* **Instruction**: Exactly as given, repeat all of the entries.

Records of labeled points
+ + + +

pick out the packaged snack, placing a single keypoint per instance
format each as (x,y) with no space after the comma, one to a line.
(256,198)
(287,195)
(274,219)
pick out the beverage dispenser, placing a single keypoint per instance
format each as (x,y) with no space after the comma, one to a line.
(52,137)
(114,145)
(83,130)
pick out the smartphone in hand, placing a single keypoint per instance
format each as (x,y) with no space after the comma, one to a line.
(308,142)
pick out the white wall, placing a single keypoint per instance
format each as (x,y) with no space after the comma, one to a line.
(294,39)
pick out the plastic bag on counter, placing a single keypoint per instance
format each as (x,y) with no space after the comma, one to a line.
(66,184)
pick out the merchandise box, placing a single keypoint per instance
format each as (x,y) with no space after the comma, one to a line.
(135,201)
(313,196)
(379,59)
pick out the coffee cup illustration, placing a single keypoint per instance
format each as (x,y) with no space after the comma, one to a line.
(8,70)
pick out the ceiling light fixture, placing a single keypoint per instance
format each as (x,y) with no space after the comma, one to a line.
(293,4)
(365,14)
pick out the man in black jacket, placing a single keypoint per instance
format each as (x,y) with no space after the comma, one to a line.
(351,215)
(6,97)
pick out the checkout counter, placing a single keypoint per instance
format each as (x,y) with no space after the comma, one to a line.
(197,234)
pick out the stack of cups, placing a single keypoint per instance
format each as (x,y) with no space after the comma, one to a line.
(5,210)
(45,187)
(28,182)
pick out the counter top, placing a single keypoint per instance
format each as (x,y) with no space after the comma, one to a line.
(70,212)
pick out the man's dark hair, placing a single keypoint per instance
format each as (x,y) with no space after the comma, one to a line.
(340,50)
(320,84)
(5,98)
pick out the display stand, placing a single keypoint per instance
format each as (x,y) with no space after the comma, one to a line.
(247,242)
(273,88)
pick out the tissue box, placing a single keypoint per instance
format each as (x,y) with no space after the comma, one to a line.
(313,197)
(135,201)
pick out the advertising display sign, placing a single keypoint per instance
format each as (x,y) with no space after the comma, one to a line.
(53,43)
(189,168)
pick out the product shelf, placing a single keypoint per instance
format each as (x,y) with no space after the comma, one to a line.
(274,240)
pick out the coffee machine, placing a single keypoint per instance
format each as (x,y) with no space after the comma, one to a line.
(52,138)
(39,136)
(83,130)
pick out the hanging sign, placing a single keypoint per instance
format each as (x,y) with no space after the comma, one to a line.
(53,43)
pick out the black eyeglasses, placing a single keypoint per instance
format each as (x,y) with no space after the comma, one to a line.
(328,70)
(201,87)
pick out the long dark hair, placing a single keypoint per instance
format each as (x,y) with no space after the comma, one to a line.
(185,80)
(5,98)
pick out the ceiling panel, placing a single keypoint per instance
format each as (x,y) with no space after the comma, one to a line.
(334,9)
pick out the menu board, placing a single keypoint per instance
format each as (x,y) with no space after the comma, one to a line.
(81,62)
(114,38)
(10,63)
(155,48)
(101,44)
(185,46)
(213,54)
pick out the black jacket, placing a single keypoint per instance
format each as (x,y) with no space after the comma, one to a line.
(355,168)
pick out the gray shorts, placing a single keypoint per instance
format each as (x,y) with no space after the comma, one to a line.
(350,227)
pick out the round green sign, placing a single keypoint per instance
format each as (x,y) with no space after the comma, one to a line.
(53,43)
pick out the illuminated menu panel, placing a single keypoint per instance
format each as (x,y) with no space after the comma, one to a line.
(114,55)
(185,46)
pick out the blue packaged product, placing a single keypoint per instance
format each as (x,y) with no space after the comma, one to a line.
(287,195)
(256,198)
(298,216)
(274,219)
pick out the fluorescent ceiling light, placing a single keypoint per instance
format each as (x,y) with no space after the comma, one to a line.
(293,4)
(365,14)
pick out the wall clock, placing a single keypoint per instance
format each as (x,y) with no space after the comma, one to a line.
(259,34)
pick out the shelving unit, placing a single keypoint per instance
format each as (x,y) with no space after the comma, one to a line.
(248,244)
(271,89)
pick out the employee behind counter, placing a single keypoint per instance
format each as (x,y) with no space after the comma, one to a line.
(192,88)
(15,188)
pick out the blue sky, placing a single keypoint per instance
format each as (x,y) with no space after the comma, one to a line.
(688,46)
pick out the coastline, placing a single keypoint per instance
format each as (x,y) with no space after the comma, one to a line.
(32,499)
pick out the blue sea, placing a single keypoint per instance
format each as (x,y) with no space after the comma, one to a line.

+ + + +

* **The answer**:
pick out the packaged snack, placing a single keypoint per instance
format each as (x,y) with no space after the comma, one to a line.
(256,198)
(287,195)
(274,219)
pick out the beverage dispenser, placing a single keypoint per instance
format each as (x,y) with no space after the comma, one to a line.
(52,137)
(114,145)
(83,130)
pick out the smartphone in hand, placing a single keypoint per instance
format each as (x,y) with no space after the comma, one to a line.
(308,142)
pick out the white wall, placing a single keypoint per instance
format each as (x,y) with no space after the comma, one to a line.
(294,39)
pick out the plastic bag on counter, placing a single keypoint per instance
format each as (x,y) with no space after the comma, one to a line.
(66,184)
pick out the merchandise box, placing a single keypoint per instance
format each as (x,y) with no space after the comma, one to a line.
(135,201)
(313,196)
(379,59)
pick out the coffee cup illustration, placing a single keypoint per instance
format each as (x,y) with no space after the comma, one to a line.
(8,70)
pick out the ceiling light fixture, placing a single keypoint per instance
format each as (x,y) with no space after the comma, one to a line.
(293,4)
(365,14)
pick out the man in black jacket, placing a single keypoint per instance
format each as (x,y) with no space after the comma, one to a line.
(351,215)
(6,97)
pick out the checkout counter, placing a single keypoint per instance
format each as (x,y) with no space after the comma, one to a line.
(197,234)
pick out the stack of cups, placing a single keypoint per instance
format each as (x,y) with no space after the comma, one to a line.
(5,210)
(45,187)
(28,182)
pick out the counter top, placing a single keypoint per instance
format each as (x,y) with no space after the comma, one to a line.
(70,212)
pick out the man's dark hair, placing a single keypoint per instance
format each as (x,y) with no space after the comma, one to a line.
(340,50)
(320,84)
(5,98)
pick out the display stand, placing a single keypoint per instance
format each as (x,y) with no space after the comma, one to a line.
(247,242)
(273,88)
pick out the tissue box, placing a single keypoint per instance
format each as (x,y) with no space after the comma, one to a line.
(313,197)
(135,201)
pick out the advertising display sign, placing a single keypoint per instance
format each as (x,y) with no space after the comma, one to a line.
(53,43)
(189,168)
pick out the product shelf, placing a single keypoint per instance
format each as (x,y) with no space after the comma, one to a line.
(274,240)
pick out the coffee machine, placing a single keypoint per instance
format each as (x,y) with no space after the comma, one to a line.
(52,138)
(39,136)
(83,130)
pick out the hanging sign, placing a single keypoint per instance
format each as (x,y) with no space after the comma, one to a line.
(53,43)
pick out the black eyeglasses, placing a single keypoint per instance
format each as (x,y) with no space after the comma, one to a line.
(328,70)
(201,87)
pick out the long dark hair, placing a single keypoint per instance
format each as (x,y) with no space after the comma, one to a line.
(185,80)
(5,98)
pick out the ceiling panel, placing a single keypoint per instance
format each as (x,y) with no space after the comma, one to a line.
(334,9)
pick out the menu board, placing a single keypoint per instance
format each as (x,y) with no space after the comma, one to a line.
(81,62)
(114,38)
(10,63)
(155,48)
(101,44)
(185,46)
(213,54)
pick out the black jacket, placing a single keypoint per instance
format each as (x,y) with no space after the comma, one to a line.
(355,168)
pick out the gray shorts, placing a single keypoint per instance
format each as (x,y) with no space after the comma, one to a line.
(350,227)
pick out the round green sign, placing a single keypoint per instance
format each as (x,y) with no space after the comma, one to a line.
(53,43)
pick out the illuminated menu panel, placing a single keypoint per instance
format each as (x,y) with no space after the comma, one to a line.
(114,55)
(185,46)
pick out the blue packaged product, placing a single keypoint per instance
format each as (x,y) with no space after the comma, one to a line.
(287,195)
(256,198)
(298,216)
(274,219)
pick out the fluorescent ceiling light, placing a single keypoint per instance
format each as (x,y) with no space after the comma, one to a line.
(293,4)
(365,14)
pick out the wall clock, placing a single keypoint per instance
format each as (x,y) with no space after the comma, one to a line.
(259,34)
pick out the shelving unit, placing a single keypoint per instance
format each as (x,y) with no space after the comma, one to a line.
(248,244)
(271,89)
pick out the employee behind counter, placing a single keypoint per instance
format each as (x,y) with no space after the comma, one to a line.
(192,88)
(15,188)
pick out the blue sky, placing a single keypoint per instance
format each as (x,y) with no space after the comma, one to a line.
(688,46)
pick out the coastline, placing a single keypoint per instance
format each as (x,y) with no space after the comma, one to a line.
(32,499)
pick out the blue sea, placing a single keypoint per instance
format each as (x,y) with no space after the comma, one to a line.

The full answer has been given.